--- Start of Provided text ---

As things became more serious with Anne, I warned her not to expect a commitment. I was secretly engaged to Pier Angeli, I told her. I could have saved us both a lot of anguish if I had used my new fluency in French to read the movie magazines. Anne knew, but never breathed a word, that Pier was constantly in the news, always with another man at her side. Meanwhile, whenever I tried to call Pier, I was always told she was traveling with her mother.
My next picture would be filmed in Italy, so I was sure that would all change. The two producers of Ulysses, Dino de Laurentiis and Carlo Ponti, were going to the Cannes Film Festival in April and I would meet with them there. They had already hired Anne Buydens to do the unit publicity for the picture. One way or the other, my connection with Anne would continue.
ANNE:
I was in Cannes preparing for the sixth International Film Festival, which would run from April 15–29, 1953. There was no festival during the war years, and it didn’t revive until 1947—every other year at first. By 1953 it was once again a glamorous, thriving showcase for international cinema. My job as head of protocol was to work with all the foreign representatives. I organized and scheduled their galas and
made sure they were filled with celebrities and media. I shared an office with George Cravenne, a good friend who handled the festival’s publicity.

--- End of Provided text ---
--- Start of Supplied material ---

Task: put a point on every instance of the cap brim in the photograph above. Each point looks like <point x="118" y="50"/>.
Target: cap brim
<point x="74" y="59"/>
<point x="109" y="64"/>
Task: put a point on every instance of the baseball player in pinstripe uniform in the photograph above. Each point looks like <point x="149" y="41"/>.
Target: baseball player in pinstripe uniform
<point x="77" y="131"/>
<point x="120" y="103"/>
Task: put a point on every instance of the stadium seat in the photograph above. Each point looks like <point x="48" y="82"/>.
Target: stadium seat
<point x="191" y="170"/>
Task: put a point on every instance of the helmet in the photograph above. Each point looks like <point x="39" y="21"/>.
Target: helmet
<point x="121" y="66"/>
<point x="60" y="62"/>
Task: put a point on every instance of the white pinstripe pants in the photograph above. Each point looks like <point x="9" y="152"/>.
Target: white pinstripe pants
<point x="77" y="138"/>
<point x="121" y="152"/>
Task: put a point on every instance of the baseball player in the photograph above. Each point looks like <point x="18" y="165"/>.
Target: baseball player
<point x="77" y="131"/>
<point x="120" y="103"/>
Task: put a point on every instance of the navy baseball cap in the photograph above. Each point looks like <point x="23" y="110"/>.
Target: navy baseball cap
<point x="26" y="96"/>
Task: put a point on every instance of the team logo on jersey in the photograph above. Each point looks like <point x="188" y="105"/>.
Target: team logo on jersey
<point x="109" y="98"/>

--- End of Supplied material ---

◆ **Task goal**: From the text about Anne and the Cannes Film Festival, reproduce word for word everything from "My next picture" down to "Anne would continue.".

◆ **Answer to the task**:
My next picture would be filmed in Italy, so I was sure that would all change. The two producers of Ulysses, Dino de Laurentiis and Carlo Ponti, were going to the Cannes Film Festival in April and I would meet with them there. They had already hired Anne Buydens to do the unit publicity for the picture. One way or the other, my connection with Anne would continue.